I am starting programming with CUDA but I am facing a very hard to fix problem: After some time the systems gives the error:
NVRM: GPU at 0000:03:00.0 has fallen off the bus
And the computer needs to be powered off to detect again the nVidia card.
At first I though it was a fault in my code: If I ran the same executable for 1000 times, the first 200 iterations were OK giving the same output, but then the system gave the aforementioned error and all the remaining iteration were giving errors. I then took the matrixMul example from cuda, compiled it, and ran it 1000 times. The same error happened around iteration 200!. That pointed me to some driver problem. Therefore, and unfortunately without any success, I tested the same procedure with:
- Several drivers, some old (which google results stated could fix the problem), the latest long lived, the latest experimental, beta, etc.
- Cuda 5 and cuda 4.2 with the aforementioned drivers
- I booted on text only without
- I removed xorgserver completely
- Enabled persistent mode.

---*---

**The task**
Continue the forum post about the GPU falling off the bus during CUDA runs, starting right after its final line.

[Pointing records]
---*---

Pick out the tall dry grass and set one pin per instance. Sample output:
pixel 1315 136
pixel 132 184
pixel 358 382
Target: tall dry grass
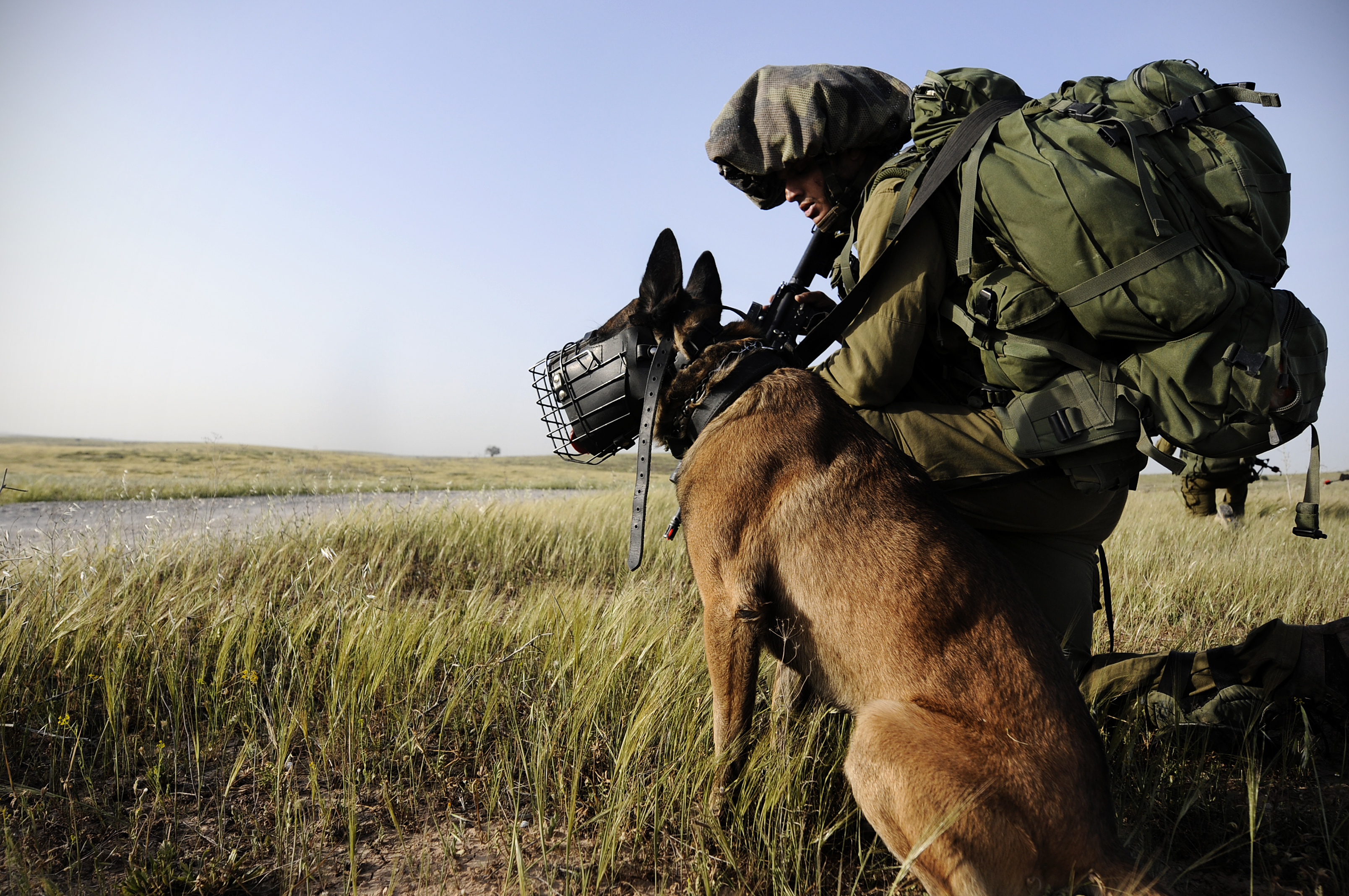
pixel 483 697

---*---

**Solved exercise**
None of the previous worked.
Please remember the very simple test: I compile the matrixMul example and run the executable for 1000 times. I tested this also on my macbook pro and everything went fine (although of course different SO, card, etc). I am clueless right now. What I haven’t tested yet:
- Another kernel version.
- Another linux distribution.
This is my system info:
Current driver version : 313.30
Ubuntu kernel : 3.2.
g++ version : 4.6
nVidia Card : Quadro 4000 (GF 100)
I am compiling with the simple make command, following exactly the examples without modifying them.
Please, if you have any suggestion, let me know.
Thanks in advance.